Task prompt — Print the part of the Iran nuclear deal report that starts at the words "Vienna/Washington, July 15: Major" and stops after "France and Germany.". Copy it word for word.

Text shown —
▬▬▬

Vienna/Washington, July 15: Major world powers and Iran struck a historic deal aimed at ensuring Tehran does not acquire a nuclear bomb, in return for relief from crippling sanctions, diplomats said.
US President Barack Obama on Tuesday hailed the landmark nuclear deal with Iran, and said the pact would ensure Tehran does not acquire a nuclear bomb was based on verification and not on trust.
Obama also warned the Congress that he will veto any legislation aimed at scuttling the agreement.
Israel, however, quickly lashed out at the agreement, which Prime Minister Benjamin Netanyahu described as “a historic mistake for the world”.
The breakthrough came on the 18th day of marathon talks in Vienna between Tehran and the so-called P5+1 — the United States, Russia, China, Britain, France and Germany.
“The agreement is concluded,” a diplomat close to the discussions told AFP in the Austrian capital, where a final ministerial meeting between Iran and the world powers was under way to adopt the deal.

▬▬▬

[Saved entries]
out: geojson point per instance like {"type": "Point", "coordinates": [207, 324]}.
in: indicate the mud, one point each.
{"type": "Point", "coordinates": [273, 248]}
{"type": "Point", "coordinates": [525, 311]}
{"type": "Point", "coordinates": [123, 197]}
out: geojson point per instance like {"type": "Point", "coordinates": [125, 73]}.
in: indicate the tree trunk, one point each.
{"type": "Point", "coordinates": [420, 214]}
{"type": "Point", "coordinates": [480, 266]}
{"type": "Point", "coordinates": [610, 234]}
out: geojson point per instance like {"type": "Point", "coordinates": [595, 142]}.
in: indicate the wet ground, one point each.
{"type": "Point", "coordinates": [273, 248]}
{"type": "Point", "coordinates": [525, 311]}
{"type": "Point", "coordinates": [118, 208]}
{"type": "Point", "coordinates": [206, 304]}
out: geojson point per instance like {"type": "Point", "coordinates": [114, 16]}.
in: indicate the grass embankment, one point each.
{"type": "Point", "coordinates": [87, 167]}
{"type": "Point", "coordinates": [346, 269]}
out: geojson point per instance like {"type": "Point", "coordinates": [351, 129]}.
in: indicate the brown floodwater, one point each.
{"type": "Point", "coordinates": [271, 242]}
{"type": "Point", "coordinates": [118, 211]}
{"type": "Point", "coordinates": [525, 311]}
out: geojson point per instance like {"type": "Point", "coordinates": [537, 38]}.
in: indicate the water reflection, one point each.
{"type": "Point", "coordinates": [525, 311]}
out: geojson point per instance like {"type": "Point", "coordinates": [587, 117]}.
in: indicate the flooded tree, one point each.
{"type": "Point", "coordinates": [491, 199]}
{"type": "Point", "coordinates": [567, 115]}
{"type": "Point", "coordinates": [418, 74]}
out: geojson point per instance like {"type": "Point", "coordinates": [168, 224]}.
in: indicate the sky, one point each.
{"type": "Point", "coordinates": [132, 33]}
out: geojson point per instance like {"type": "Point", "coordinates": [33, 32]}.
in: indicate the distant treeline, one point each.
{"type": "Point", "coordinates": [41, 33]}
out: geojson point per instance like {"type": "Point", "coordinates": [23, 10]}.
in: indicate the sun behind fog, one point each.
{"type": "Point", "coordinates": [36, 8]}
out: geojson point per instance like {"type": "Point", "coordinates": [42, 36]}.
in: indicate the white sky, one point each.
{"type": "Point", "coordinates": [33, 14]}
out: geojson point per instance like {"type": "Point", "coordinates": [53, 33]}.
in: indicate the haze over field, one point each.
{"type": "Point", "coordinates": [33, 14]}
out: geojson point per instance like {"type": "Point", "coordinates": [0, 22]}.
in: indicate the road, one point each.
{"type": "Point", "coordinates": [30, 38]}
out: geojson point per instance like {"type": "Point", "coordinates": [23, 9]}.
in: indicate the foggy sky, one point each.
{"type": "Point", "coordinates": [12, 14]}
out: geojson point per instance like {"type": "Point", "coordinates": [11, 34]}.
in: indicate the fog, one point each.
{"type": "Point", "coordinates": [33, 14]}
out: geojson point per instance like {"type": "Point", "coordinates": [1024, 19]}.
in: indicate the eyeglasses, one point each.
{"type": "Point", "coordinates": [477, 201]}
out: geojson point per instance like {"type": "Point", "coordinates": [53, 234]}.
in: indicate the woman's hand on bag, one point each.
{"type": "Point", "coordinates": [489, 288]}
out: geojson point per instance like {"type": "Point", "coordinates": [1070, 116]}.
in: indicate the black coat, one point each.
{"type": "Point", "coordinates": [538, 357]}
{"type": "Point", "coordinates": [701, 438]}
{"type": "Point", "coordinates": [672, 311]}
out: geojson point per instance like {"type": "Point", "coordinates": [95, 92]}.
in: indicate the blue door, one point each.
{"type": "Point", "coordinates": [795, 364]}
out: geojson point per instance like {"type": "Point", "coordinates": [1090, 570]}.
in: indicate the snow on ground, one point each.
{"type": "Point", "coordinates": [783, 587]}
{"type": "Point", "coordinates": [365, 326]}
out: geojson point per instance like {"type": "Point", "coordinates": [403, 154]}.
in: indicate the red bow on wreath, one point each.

▬▬▬

Response area —
Vienna/Washington, July 15: Major world powers and Iran struck a historic deal aimed at ensuring Tehran does not acquire a nuclear bomb, in return for relief from crippling sanctions, diplomats said.
US President Barack Obama on Tuesday hailed the landmark nuclear deal with Iran, and said the pact would ensure Tehran does not acquire a nuclear bomb was based on verification and not on trust.
Obama also warned the Congress that he will veto any legislation aimed at scuttling the agreement.
Israel, however, quickly lashed out at the agreement, which Prime Minister Benjamin Netanyahu described as “a historic mistake for the world”.
The breakthrough came on the 18th day of marathon talks in Vienna between Tehran and the so-called P5+1 — the United States, Russia, China, Britain, France and Germany.